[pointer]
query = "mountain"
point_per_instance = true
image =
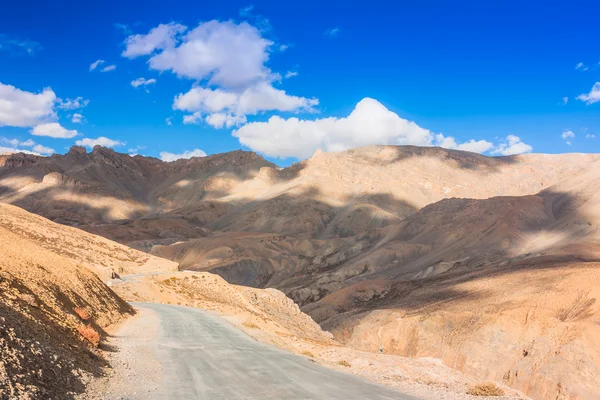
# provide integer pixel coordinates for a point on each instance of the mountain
(53, 306)
(488, 263)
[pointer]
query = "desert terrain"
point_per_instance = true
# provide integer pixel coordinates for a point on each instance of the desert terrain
(489, 264)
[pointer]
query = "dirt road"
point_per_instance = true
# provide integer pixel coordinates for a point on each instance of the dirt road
(172, 352)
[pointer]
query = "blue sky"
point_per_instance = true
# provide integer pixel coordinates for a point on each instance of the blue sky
(285, 78)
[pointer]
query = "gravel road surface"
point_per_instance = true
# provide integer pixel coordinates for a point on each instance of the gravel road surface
(173, 352)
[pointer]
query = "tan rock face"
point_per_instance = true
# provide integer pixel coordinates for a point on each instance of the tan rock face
(426, 251)
(50, 294)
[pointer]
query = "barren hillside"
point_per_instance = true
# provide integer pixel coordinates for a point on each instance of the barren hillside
(487, 263)
(53, 307)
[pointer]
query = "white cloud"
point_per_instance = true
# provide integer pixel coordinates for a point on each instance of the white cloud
(77, 118)
(475, 146)
(16, 46)
(230, 58)
(134, 151)
(142, 82)
(246, 11)
(593, 96)
(225, 53)
(12, 150)
(22, 109)
(369, 123)
(53, 130)
(17, 142)
(568, 134)
(168, 157)
(262, 97)
(72, 104)
(95, 64)
(512, 145)
(332, 32)
(38, 148)
(101, 141)
(161, 37)
(27, 143)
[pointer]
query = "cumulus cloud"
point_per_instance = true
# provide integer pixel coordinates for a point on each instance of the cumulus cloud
(229, 58)
(12, 150)
(16, 147)
(227, 54)
(593, 96)
(475, 146)
(38, 148)
(511, 146)
(53, 130)
(221, 120)
(77, 118)
(23, 109)
(72, 104)
(17, 47)
(168, 157)
(369, 123)
(142, 82)
(101, 141)
(332, 32)
(161, 37)
(568, 135)
(253, 100)
(95, 64)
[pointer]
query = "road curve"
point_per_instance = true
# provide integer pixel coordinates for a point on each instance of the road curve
(201, 356)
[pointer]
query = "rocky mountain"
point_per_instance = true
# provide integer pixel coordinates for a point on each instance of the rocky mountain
(488, 263)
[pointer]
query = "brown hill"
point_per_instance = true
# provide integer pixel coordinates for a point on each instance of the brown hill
(426, 251)
(51, 301)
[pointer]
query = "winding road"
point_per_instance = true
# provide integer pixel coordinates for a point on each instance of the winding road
(173, 352)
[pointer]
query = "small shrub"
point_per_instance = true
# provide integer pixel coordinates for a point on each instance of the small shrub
(89, 334)
(29, 299)
(250, 324)
(82, 313)
(485, 389)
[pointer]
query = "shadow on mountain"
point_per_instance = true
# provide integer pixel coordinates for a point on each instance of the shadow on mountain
(463, 159)
(53, 354)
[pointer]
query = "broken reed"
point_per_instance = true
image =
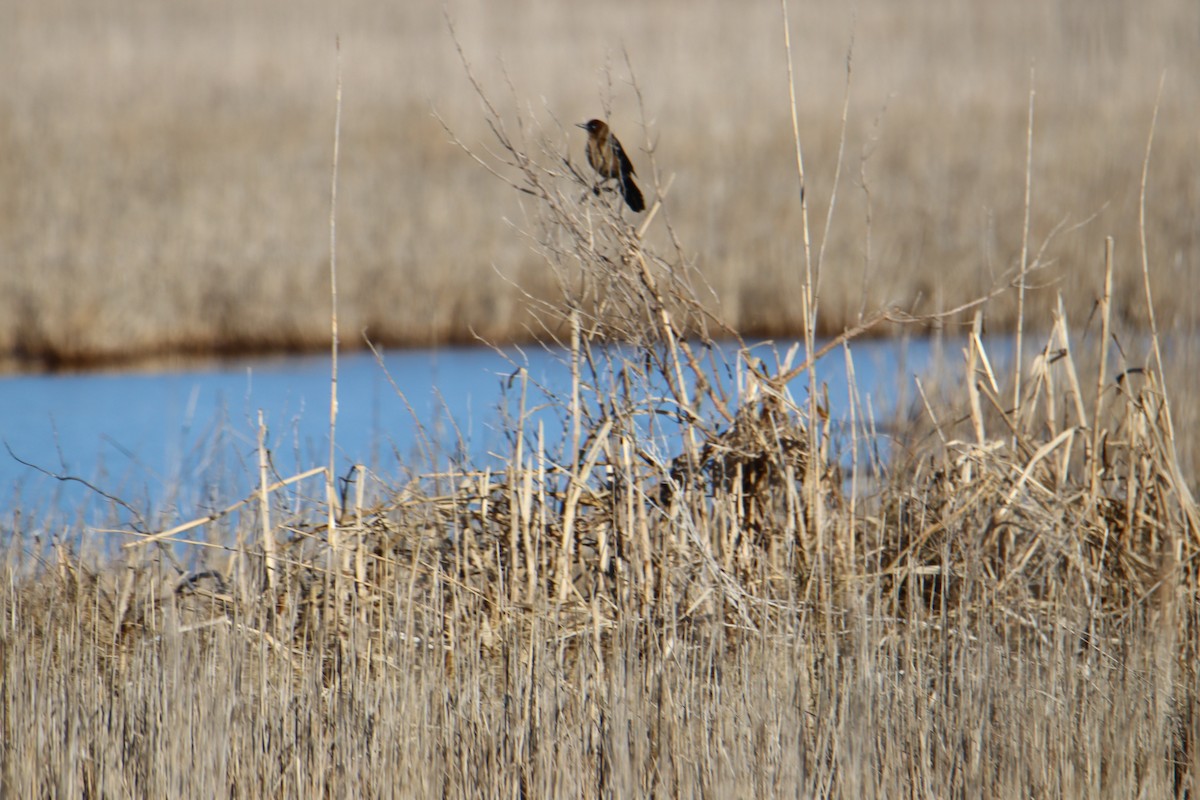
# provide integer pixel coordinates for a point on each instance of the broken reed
(575, 621)
(1072, 501)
+++++
**CHALLENGE**
Transcribe the material exactly, leaving every picture out.

**FULL ANSWER**
[pointer]
query = "mountain"
point_per_instance = true
image =
# provide integer pixel coordinates for a point on each instance of the mountain
(53, 306)
(488, 263)
[pointer]
query = "desert terrain"
point_per_instance = true
# provide integer pixel coordinates for a point on each instance of the desert terrain
(489, 264)
[pointer]
query = "dirt road"
point_per_instance = true
# provide integer pixel coordinates for a point on each instance of the dirt road
(172, 352)
[pointer]
query = "blue sky"
point_per_instance = true
# provide integer pixel coordinates for a point on each instance of the blue sky
(285, 78)
[pointer]
query = "gravel road surface"
point_per_instance = true
# provide integer pixel coordinates for a point on each instance of the gravel road surface
(173, 352)
[pointer]
query = "tan rock face"
point_per_instance = true
# provide integer pixel coordinates for a point on each instance of the tan rock face
(426, 251)
(50, 294)
[pointer]
query = "barren hillside"
point_per_instance = true
# provide integer pixel coordinates for a point on each instance of the barren hillside
(487, 263)
(53, 307)
[pointer]
query = "white cloud"
point_per_instance = true
# provide integer pixel coordinates for a point on each instance of the white cloud
(77, 118)
(475, 146)
(16, 46)
(230, 58)
(134, 151)
(142, 82)
(246, 11)
(593, 96)
(225, 53)
(12, 150)
(22, 109)
(369, 123)
(53, 130)
(17, 142)
(568, 134)
(168, 157)
(262, 97)
(72, 104)
(95, 64)
(512, 145)
(332, 32)
(38, 148)
(101, 141)
(161, 37)
(27, 143)
[pointer]
query = "cumulus cloud"
point_per_instance = true
# provide integer pixel coordinates for a point on each instance of the cumulus cloud
(229, 58)
(12, 150)
(16, 147)
(227, 54)
(593, 96)
(475, 146)
(38, 148)
(511, 146)
(53, 130)
(221, 120)
(77, 118)
(23, 109)
(72, 104)
(17, 47)
(168, 157)
(369, 123)
(142, 82)
(101, 141)
(332, 32)
(161, 37)
(568, 135)
(253, 100)
(95, 64)
[pointer]
query = "road curve"
point_per_instance = true
# provide integer pixel coordinates for a point on each instance of the road curve
(201, 356)
[pointer]
query = "rocky mountain"
point_per_instance = true
# provide integer pixel coordinates for a point on each instance of the rocky mountain
(488, 263)
[pointer]
query = "brown hill"
point_per_instance = true
# provide integer pixel coordinates for a point on each instance of the brown hill
(426, 251)
(51, 301)
[pointer]
query = "winding road"
point_per_instance = true
# provide integer pixel coordinates for a point on each instance of the winding road
(173, 352)
[pointer]
query = "small shrub"
point_per_instance = true
# provide integer pixel coordinates for a point on each instance of the small shrub
(89, 334)
(29, 299)
(250, 324)
(82, 313)
(485, 389)
[pointer]
query = "shadow on mountain"
point_per_instance = true
# provide integer pixel coordinates for a point on each instance of the shadow on mountain
(463, 159)
(53, 354)
[pointer]
query = "broken reed"
point_per_instance = true
image =
# provide integer pixel coordinates for a point on each instance of the broken reed
(575, 621)
(1072, 501)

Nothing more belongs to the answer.